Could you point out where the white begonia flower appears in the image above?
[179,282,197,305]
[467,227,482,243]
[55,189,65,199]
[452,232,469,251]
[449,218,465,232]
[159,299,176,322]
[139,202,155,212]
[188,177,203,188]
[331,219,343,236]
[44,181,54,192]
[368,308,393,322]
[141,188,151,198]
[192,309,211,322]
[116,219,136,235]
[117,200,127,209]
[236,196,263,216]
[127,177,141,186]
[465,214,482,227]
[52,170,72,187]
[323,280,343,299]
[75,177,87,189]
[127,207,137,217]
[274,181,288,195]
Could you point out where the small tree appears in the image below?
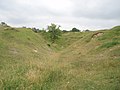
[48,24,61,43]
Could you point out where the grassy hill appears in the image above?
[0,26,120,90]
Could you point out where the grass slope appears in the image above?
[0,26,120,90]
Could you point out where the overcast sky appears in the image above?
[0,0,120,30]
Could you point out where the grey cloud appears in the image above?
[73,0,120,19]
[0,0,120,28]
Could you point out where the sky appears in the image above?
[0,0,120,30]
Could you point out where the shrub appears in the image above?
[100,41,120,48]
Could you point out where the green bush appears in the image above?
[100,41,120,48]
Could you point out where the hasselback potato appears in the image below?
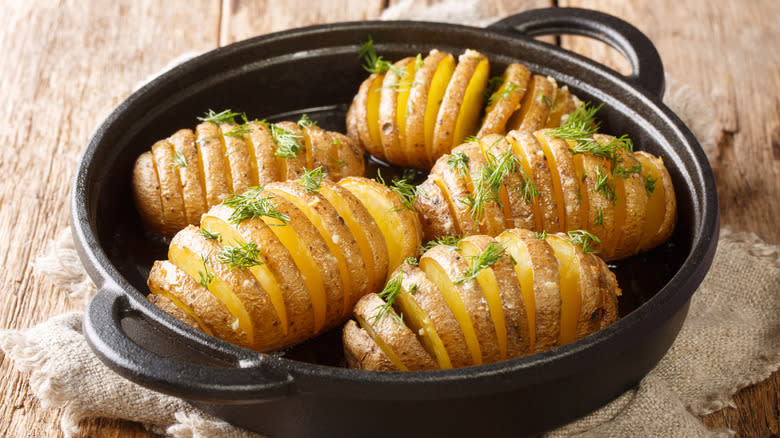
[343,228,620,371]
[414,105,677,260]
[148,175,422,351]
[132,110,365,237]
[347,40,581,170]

== Task to carry out ==
Reproduce all of the data above word for word, omitting the pictures.

== The completed task ==
Could you point out where the white begonia flower appears in the image above?
[179,282,197,305]
[467,227,482,243]
[55,189,65,199]
[452,232,469,251]
[449,218,465,232]
[159,299,176,322]
[139,202,155,212]
[188,177,203,188]
[331,219,343,236]
[44,181,54,192]
[368,308,393,322]
[141,188,151,198]
[192,309,211,322]
[116,219,136,235]
[117,200,127,209]
[236,196,263,216]
[127,177,141,186]
[465,214,482,227]
[52,170,72,187]
[323,280,343,299]
[75,177,87,189]
[127,207,137,217]
[274,181,288,195]
Could you point out where the small tree appears in the image below?
[48,24,61,43]
Could you point out where the grassy hill appears in the image above?
[0,26,120,90]
Could you point out where the grass slope appears in the image above?
[0,26,120,90]
Could you point out where the overcast sky appears in the image above?
[0,0,120,30]
Could you point out where the grey cloud appears in the image above?
[73,0,120,19]
[0,0,120,28]
Could you point out where the sky appears in the image above?
[0,0,120,30]
Could you point out where the shrub appears in the image above?
[100,41,120,48]
Could you point out where the green bush appears in the image above?
[100,41,120,48]
Could you point out where the hasselback potato appears in the image below?
[343,228,620,371]
[414,105,677,260]
[148,175,422,351]
[132,110,365,237]
[347,40,581,170]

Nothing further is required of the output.